DATA PROVIDED:
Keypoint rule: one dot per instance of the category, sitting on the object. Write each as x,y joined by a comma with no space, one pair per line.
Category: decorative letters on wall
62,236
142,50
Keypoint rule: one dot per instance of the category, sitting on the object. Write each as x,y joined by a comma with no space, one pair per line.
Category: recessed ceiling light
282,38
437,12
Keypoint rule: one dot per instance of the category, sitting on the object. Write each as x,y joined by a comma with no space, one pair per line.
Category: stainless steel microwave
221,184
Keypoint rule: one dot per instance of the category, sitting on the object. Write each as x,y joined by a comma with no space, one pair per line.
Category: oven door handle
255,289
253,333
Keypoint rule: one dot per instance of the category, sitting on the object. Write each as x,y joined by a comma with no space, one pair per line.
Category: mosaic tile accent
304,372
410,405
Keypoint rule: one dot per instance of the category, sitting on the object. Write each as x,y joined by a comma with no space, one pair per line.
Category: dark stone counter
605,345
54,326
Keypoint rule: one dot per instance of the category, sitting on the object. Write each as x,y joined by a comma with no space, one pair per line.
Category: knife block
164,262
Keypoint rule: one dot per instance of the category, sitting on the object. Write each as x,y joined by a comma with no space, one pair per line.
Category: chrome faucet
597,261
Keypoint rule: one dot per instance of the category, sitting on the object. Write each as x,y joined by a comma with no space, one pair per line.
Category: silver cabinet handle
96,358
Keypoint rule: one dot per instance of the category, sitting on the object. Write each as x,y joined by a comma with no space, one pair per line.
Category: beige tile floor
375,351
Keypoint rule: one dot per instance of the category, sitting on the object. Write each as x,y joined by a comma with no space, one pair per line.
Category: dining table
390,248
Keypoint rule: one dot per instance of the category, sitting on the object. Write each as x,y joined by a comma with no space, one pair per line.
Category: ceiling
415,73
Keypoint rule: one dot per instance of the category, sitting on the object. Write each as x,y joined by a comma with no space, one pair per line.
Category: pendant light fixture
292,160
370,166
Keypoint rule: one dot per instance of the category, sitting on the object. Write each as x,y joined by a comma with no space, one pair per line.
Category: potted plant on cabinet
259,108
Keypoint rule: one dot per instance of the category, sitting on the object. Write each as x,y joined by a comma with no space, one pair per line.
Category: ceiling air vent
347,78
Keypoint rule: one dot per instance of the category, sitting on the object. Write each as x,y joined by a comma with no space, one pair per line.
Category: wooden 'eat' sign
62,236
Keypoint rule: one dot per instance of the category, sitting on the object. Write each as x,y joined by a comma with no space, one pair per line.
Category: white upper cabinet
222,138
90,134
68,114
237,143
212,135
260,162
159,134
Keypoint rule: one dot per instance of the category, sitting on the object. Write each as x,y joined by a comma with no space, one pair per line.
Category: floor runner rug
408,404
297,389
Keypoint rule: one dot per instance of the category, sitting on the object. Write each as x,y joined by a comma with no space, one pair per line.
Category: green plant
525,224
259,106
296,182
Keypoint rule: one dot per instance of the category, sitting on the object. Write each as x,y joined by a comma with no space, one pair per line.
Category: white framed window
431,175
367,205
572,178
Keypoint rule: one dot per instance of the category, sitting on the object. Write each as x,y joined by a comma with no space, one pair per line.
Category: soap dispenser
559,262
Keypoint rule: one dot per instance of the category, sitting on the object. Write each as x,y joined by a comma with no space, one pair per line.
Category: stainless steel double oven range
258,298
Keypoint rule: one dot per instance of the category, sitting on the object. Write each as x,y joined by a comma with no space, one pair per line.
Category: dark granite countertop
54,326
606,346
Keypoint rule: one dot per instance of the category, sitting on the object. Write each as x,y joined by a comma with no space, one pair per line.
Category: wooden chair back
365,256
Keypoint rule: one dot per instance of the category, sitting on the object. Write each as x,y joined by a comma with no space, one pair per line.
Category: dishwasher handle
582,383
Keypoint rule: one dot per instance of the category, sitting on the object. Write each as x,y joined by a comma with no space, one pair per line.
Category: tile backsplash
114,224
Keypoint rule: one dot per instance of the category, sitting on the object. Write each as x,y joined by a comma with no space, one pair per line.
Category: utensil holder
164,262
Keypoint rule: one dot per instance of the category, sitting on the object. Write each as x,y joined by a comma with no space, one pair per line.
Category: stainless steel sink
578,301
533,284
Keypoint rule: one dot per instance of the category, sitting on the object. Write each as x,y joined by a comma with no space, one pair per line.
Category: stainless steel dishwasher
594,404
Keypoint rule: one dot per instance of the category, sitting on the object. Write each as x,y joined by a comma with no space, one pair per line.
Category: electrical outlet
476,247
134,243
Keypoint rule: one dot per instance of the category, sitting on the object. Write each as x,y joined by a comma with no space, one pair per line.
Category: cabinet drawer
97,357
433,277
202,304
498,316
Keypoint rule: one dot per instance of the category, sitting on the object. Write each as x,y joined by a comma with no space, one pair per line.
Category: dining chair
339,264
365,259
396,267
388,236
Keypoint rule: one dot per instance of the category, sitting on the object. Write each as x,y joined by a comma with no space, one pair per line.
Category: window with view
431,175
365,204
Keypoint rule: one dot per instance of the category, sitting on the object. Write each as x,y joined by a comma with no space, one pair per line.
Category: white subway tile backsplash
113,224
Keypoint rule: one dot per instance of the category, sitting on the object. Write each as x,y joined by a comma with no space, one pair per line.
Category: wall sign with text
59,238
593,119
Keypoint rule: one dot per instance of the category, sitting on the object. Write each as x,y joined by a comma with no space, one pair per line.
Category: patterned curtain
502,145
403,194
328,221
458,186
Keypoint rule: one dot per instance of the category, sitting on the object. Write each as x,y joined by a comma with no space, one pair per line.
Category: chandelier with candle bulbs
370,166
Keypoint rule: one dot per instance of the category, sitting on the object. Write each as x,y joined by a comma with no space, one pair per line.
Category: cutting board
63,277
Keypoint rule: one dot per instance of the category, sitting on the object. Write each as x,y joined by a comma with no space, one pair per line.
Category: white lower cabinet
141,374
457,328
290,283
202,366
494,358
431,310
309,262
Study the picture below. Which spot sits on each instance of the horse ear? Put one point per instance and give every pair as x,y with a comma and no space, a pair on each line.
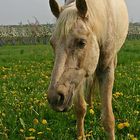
54,8
82,7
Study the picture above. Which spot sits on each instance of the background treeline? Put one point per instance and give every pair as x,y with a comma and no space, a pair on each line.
32,33
35,33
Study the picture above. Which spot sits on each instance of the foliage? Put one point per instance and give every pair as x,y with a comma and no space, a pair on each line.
24,111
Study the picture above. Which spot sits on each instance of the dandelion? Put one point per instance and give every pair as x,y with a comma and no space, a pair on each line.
49,129
120,125
132,137
126,124
40,133
32,130
123,125
91,111
136,112
117,94
35,121
44,122
21,130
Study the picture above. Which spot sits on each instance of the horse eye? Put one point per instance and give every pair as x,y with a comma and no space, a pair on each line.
81,43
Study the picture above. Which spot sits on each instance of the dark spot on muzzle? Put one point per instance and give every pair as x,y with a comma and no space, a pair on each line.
60,101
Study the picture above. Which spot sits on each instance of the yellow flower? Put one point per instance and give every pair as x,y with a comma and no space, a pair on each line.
126,124
120,125
49,129
40,133
91,111
30,138
32,130
132,137
35,121
117,94
44,122
21,130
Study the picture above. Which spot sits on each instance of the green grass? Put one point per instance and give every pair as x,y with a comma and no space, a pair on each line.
24,78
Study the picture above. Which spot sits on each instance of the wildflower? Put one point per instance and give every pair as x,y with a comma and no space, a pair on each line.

AIM OF THE TASK: All of the records should be output exactly as they stand, with pictures omitted.

ANSWER SECTION:
Keypoint rule: one dot per instance of the category, sitting on the object. Write each as x,y joined by a comma with no space, one pair per line.
Category: decorative letters on wall
62,236
142,50
Keypoint rule: one dot per instance of the category, sitting on the object. Write each as x,y joined by a comma with no space, one pair per line.
Category: recessed ceiling light
282,38
437,12
Keypoint rule: one dot per instance of the category, sitting on the object. Write each as x,y joined by a comma with no space, one pair per line.
Category: stainless steel microwave
221,184
Keypoint rule: one dot per instance of the category, sitting on the object. Write each as x,y joined by a comma with no space, one pair per line.
Category: oven door handle
255,289
253,333
Keypoint rule: one dot per instance of the category, sitting on the object. Write each as x,y joined by a comma with no space, one pair per line.
Category: mosaic tile accent
304,372
410,405
Keypoint rule: one dot per instance of the category, sitting on the object. Write each as x,y joined by a comma with no space, one pair per line.
Category: dark stone counter
605,345
54,326
Keypoint rule: one dot per instance of the category, sitting on the object. Write each as x,y joined by a comma with no space, one pair per line.
Category: knife block
164,262
Keypoint rule: one dot per instance of the category, sitting on the object. Write each as x,y joined by a comma with no space, one pair per line.
Category: chrome faucet
597,261
Keypoint rule: one dot per instance of the category, sitting on the object. Write each as x,y joined by a comma with no space, one pair per line.
Category: silver cabinet handle
96,358
Keypoint rule: one dot per instance of the category, sitting on the object. Write each as x,y joined by a comma with no space, one pair per line.
Category: beige tile floor
375,351
Keypoint rule: one dot per instance of the category, sitting on the object. Write each as x,y joined by a comma with no space, one pair per line.
Category: dining table
390,248
Keypoint rule: one dot per instance of the category, sitting on the object. Write each as x,y joined by a comma with no space, one pair per line.
Category: ceiling
415,73
Keypoint rule: one dot per instance of the category, sitting on the object. Write each as x,y joined by a comma with no space, one pair per line.
Category: pendant light fixture
292,160
370,166
Keypoint rule: one dot per instance of the category, sitting on the object. Write each as x,y joined by a comma with no space, one pair per line.
Category: potted plant on cabinet
259,108
Keypoint rule: one dot per instance of the category, sitting on the object. Write each as x,y joined by a comma with no space, one pair per line.
Category: ceiling air vent
347,78
Keypoint rule: one dot per instance of the category, sitting on the object. Write each as x,y joined by a comma with no space, one pair per line.
Category: wooden 'eat' sign
62,236
Keypoint rule: one dot per instance of the category, sitting on the object. Write each as x,y joined by a comma with no space, one pair per line.
Category: white upper cabinet
222,138
90,134
68,114
237,143
212,135
260,162
159,134
Keypoint rule: one dot per instance of the category, sitting on the object. Write each as x,y joined by a comma with no space, one pair per line.
Category: floor runner rug
408,404
297,389
Keypoint rule: one dot per instance of the category, sitting on the object. Write each as x,y joined by a comma with no space, one pair per line.
Category: green plant
525,224
259,106
296,182
Keypoint rule: one dot per instance of the category, sitting on the object. Write each as x,y joined by a comma with no space, one pair per line.
Category: white framed window
431,175
367,205
572,178
Keypoint rule: one dot per instance of the category, sitting on the object. Write each as x,y joined by a comma with no space, one pair per line.
Category: soap dispenser
559,262
Keypoint rule: one dot per instance of the category, sitting on the object. Write each as x,y joined by a comma with no space, one pair per line.
Category: stainless steel double oven range
258,298
Keypoint rule: one dot per instance of the category, sitting on the object. Write each as x,y joined by a comma with no space, one pair per line.
Category: dark granite countertop
54,326
606,346
Keypoint rule: one dot per instance of the category, sitting on the object. Write each as x,y joined by a comma with no space, one pair per line.
Category: wooden chair back
365,256
Keypoint rule: one dot per instance of the category, sitting on the object. Write each as x,y joined by a comma with no space, one pair per line.
Category: dishwasher handle
582,383
Keypoint rule: one dot per instance of the category, sitting on the object. Write each as x,y joined by a comma with no space, one pair per line.
Category: tile backsplash
114,224
Keypoint rule: one dot per instance of the category, sitting on the object. Write each as x,y joined by a comma with no space, one pair per line.
Category: utensil holder
164,262
Keypoint rule: one dot per instance of the category, sitting on the object. Write each as x,y joined by a comma with no space, one pair per line.
Category: stainless steel sink
578,301
533,284
Keypoint rule: one dot per instance of the category, sitting on the object. Write each as x,y joined by a comma with no space, one pair per line.
Category: stainless steel dishwasher
594,404
Keypoint rule: one dot per instance of the category, sitting on the object. Write each as x,y joined by a comma with no space, one pair per line.
Category: electrical outlet
476,247
134,243
Keypoint rule: one dot per instance of the category, sitting on the object. Write each as x,y joined by a comma with no space, one pair per line.
Category: cabinet drawer
97,357
433,277
202,304
498,316
Keypoint rule: one dot per instance of the category, sitting on the object. Write each as x,y joined by a comma with no space, one pair per line.
Category: dining chair
339,264
365,259
396,267
388,236
Keypoint rule: one dot per instance of the category, sitting on the object. Write each as x,y joined by a comma with no space, one pair per line.
Category: window with view
431,175
365,204
Keypoint rule: one dot per instance of the category, sitting on the object. Write each as x,y joined by a comma with no space, one pair per line.
Category: white subway tile backsplash
113,224
Keypoint rule: one dot per instance of the category, sitting on the object. Write each as x,y joined by a comma with no space, one pair per line.
Category: wall sign with text
59,238
593,119
Keypoint rule: one dot per instance of the category, sitting on the object. Write each as x,y joined by a comma with no space, one pair per line.
Category: patterned curtain
502,145
403,194
328,221
458,186
Keypoint rule: one dot per instance of the category, sitting on the object. Write each as x,y joined by a comma with no space, one pair per line.
Category: chandelier with candle bulbs
370,166
Keypoint rule: one dot per instance of the category, sitting on the object. Write each as x,y joined by a comma with no space, one pair per line.
Category: cutting board
63,277
Keypoint rule: one dot per instance of the category, sitting on the object. Write each as x,y joined by a comma with no space, one pair per line.
Category: white lower cabinet
141,374
457,328
290,283
202,366
494,358
431,310
309,262
Study the picture below. Which spot sits on each instance of the horse ear? Put one point per instance and give every pair as x,y with a comma and no space, a pair on each line.
54,8
82,7
Study the picture above. Which spot sits on each instance of the background treeline? Put one point per instance and give every pair as x,y with a comma and no space, a pair on each line.
32,33
35,33
Study the picture above. Which spot sits on each instance of the foliage? Put one point per instance and give every pair as x,y with a comma and no space, a pair on each line.
24,111
Study the picture above. Which spot sits on each instance of the dandelion? Put one point per instance and give every pair as x,y with a comma and no space, a pair on each line.
49,129
120,125
132,137
126,124
40,133
32,130
123,125
91,111
136,112
117,94
35,121
44,122
21,130
Study the picture above. Which spot sits on each instance of the horse eye? Put one point per instance and give every pair as x,y with a comma and no space, a pair on each line.
81,43
Study the picture above. Which spot sits on each instance of the dark spot on muzzle? Put one point per instance and give every pair as x,y with a comma and no space, a pair on each line.
60,101
Study the picture above. Which spot sits on each instance of the yellow flower? Put one point per instance and give every pair as x,y with a comma and no space, a pair on each line.
126,124
120,125
49,129
40,133
91,111
30,138
32,130
132,137
35,121
117,94
44,122
21,130
Study the picture above. Which spot sits on each instance of the green grass? Put one point per instance and give every pair as x,y with a comma and no space, a pair on each line.
24,78
Study the picture above. Which spot sits on each instance of the wildflower? Put one point per instance and give every pair as x,y with a comma and no space, a pair on each line.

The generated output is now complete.